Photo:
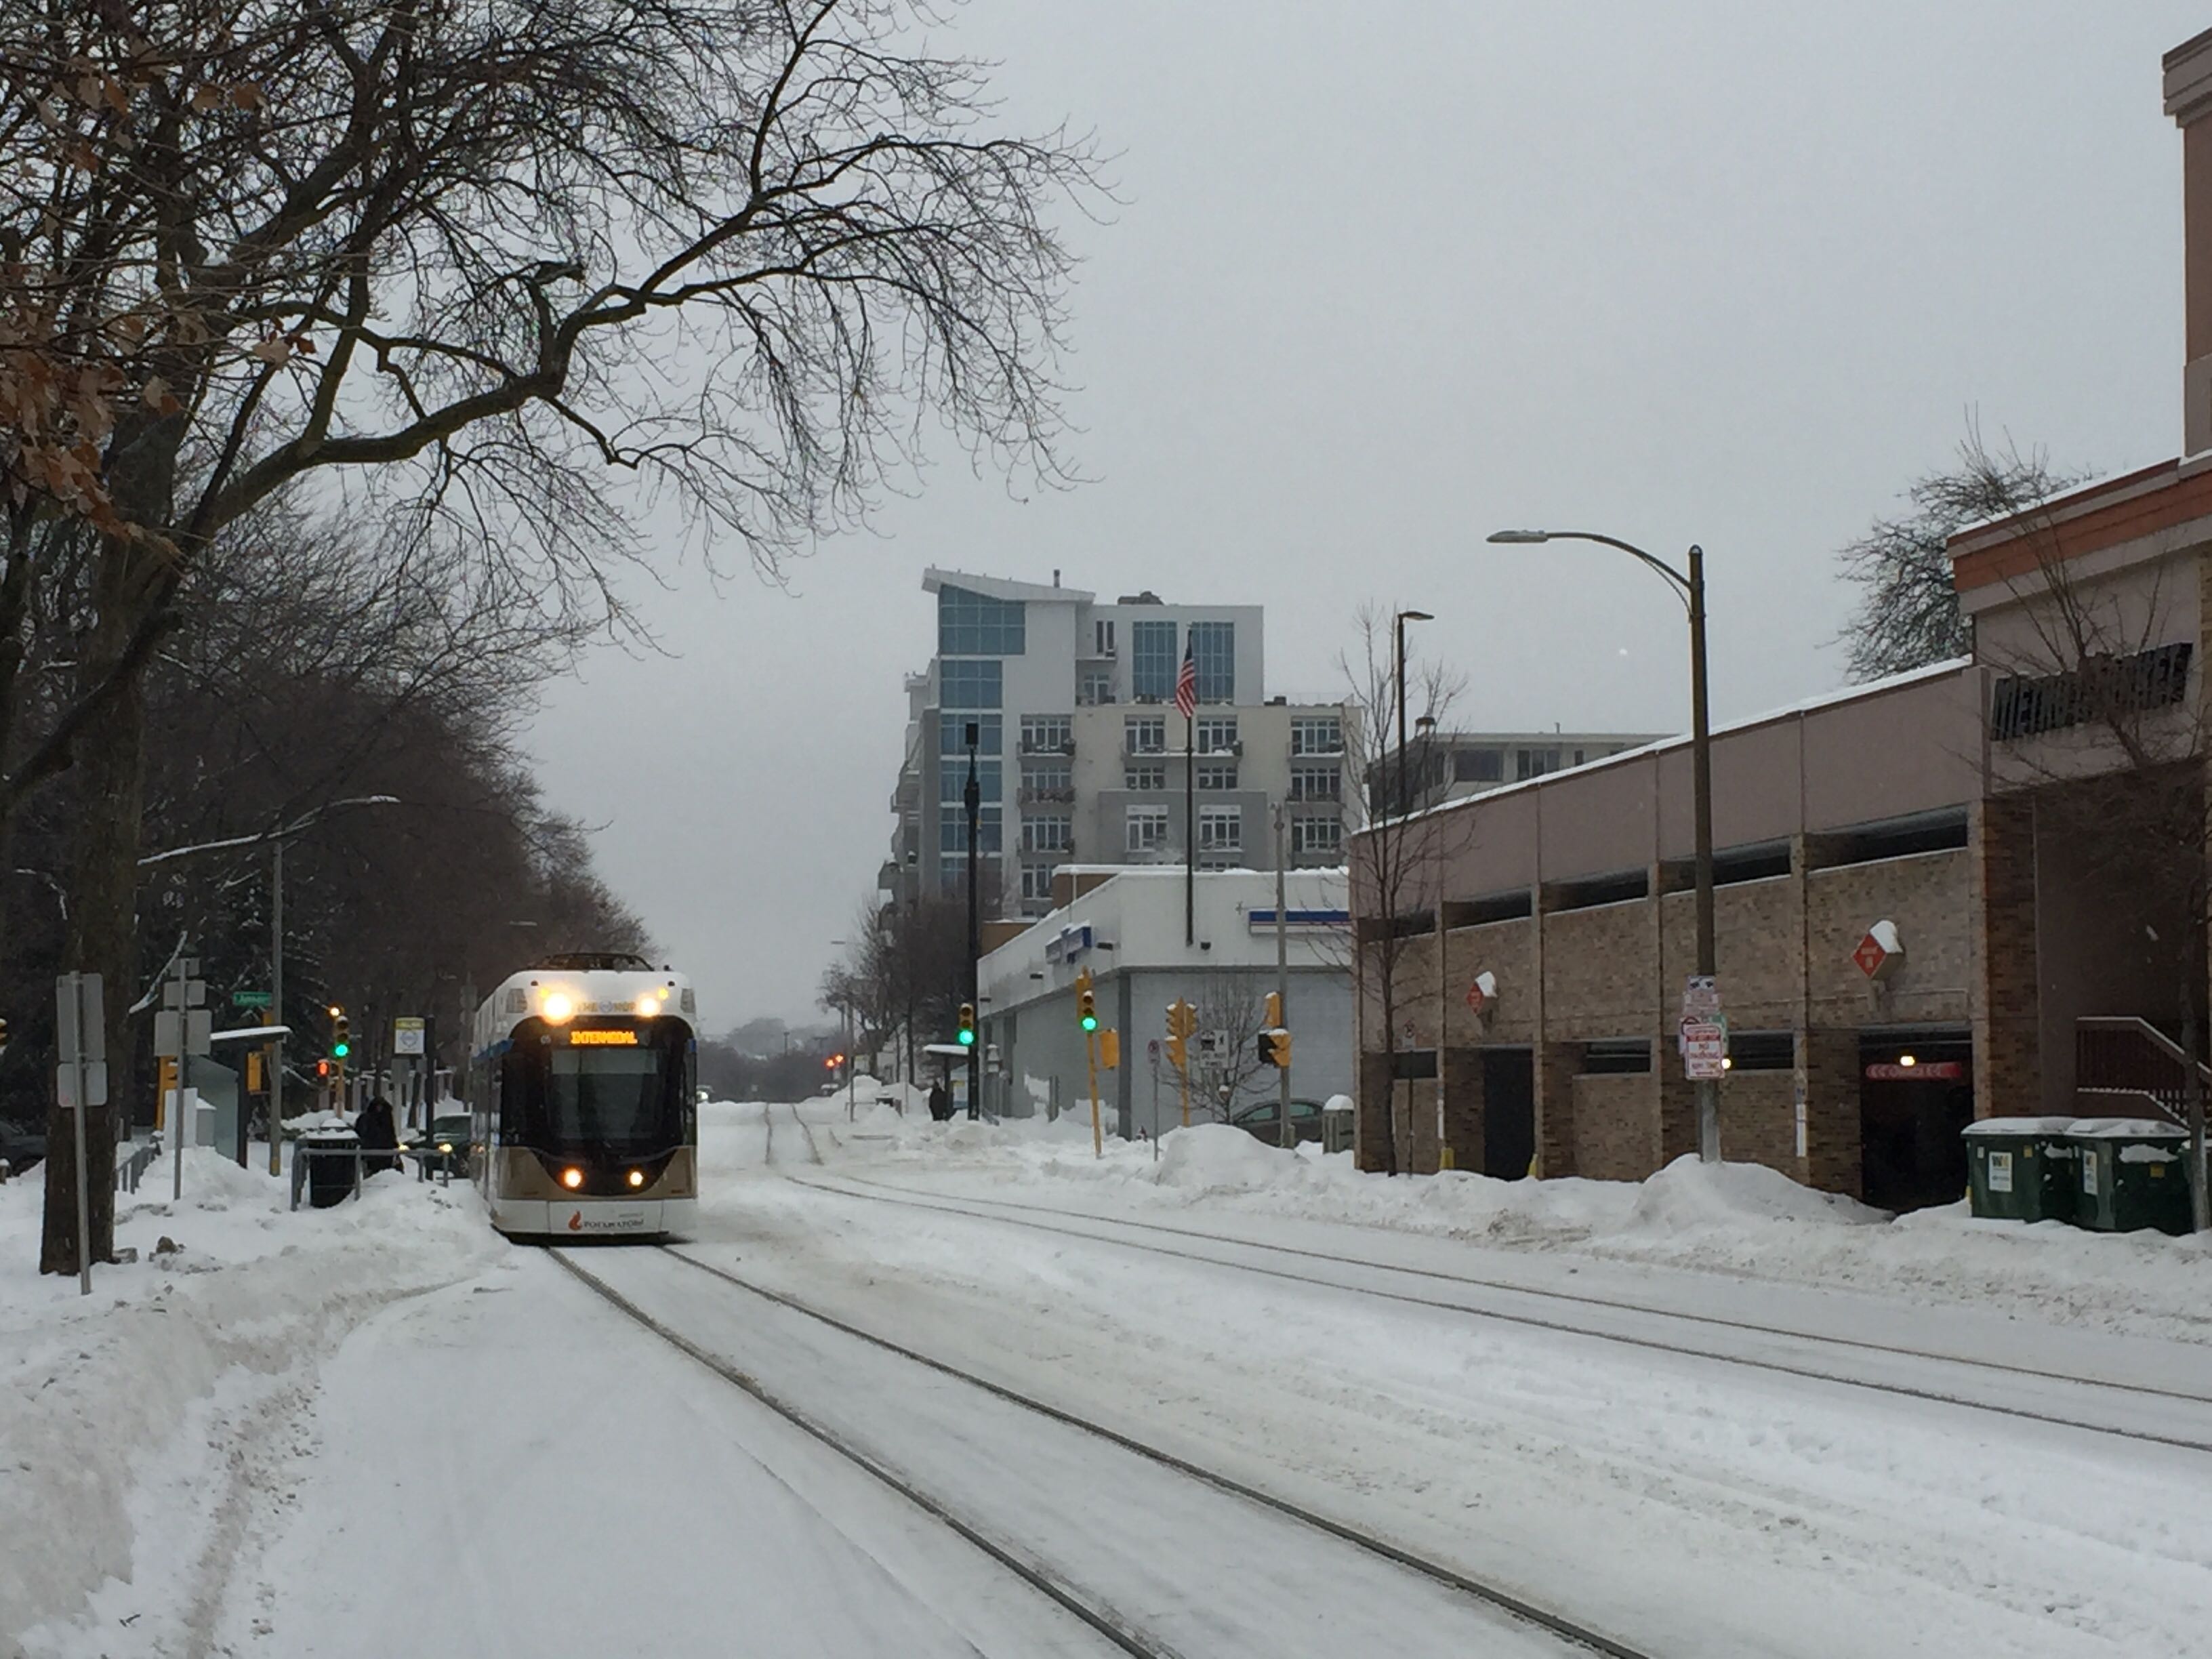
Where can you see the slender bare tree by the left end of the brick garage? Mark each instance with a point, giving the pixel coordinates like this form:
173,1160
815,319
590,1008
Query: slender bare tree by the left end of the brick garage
1399,848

========================

== What to produce ==
The answer is the listing above repeated verbatim, minus its images.

== Answer section ==
Photo:
Where can you see the slender bare tree by the left end of the brick garage? Mark each instance with a point, giving the pixel coordinates like this form:
173,1160
815,319
590,1008
Query: slender bare tree by the left end of the brick garage
1399,848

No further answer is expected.